Excerpted records:
* Begin *
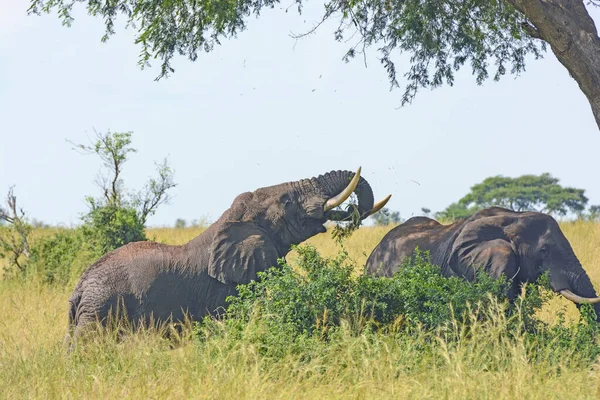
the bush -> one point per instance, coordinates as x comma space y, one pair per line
* End *
* Begin *
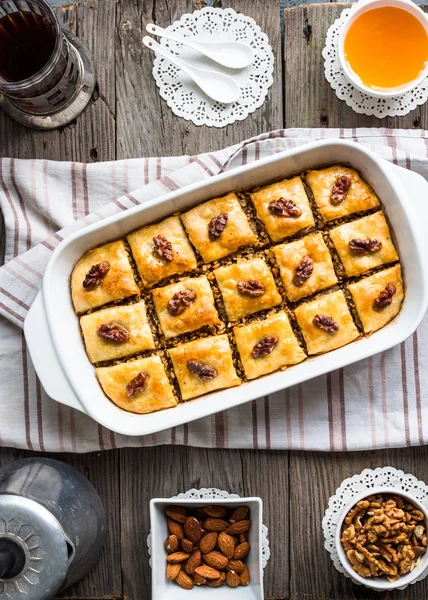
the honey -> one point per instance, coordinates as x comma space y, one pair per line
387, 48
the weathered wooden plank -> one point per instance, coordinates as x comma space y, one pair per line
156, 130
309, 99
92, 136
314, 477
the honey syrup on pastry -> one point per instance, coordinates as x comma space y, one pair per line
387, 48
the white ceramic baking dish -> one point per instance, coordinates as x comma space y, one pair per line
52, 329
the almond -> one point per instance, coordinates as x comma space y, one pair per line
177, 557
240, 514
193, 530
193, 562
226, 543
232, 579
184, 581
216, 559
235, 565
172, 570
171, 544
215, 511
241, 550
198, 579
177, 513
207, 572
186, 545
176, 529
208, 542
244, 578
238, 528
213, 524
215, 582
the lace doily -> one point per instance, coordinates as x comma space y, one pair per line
* End *
Rewrite everything from the line containing "the white ceramic" down to the line containing "the lace doily", swapping "baking dish" for "serving dish" and leaving the rest of those items as they are.

the white ceramic serving dish -> one point per instance, coordinates as x comma space y, one pair per line
52, 329
the almond -> one point per instance, coordinates as x comma space y, one pair per line
177, 557
240, 514
193, 530
193, 562
226, 543
232, 579
184, 581
216, 559
235, 565
172, 570
171, 544
215, 511
241, 550
198, 579
177, 513
207, 572
186, 545
176, 529
208, 542
244, 578
238, 528
213, 524
215, 582
the lace doily -> one point per instance, coordinates as x comma space y, one pair per line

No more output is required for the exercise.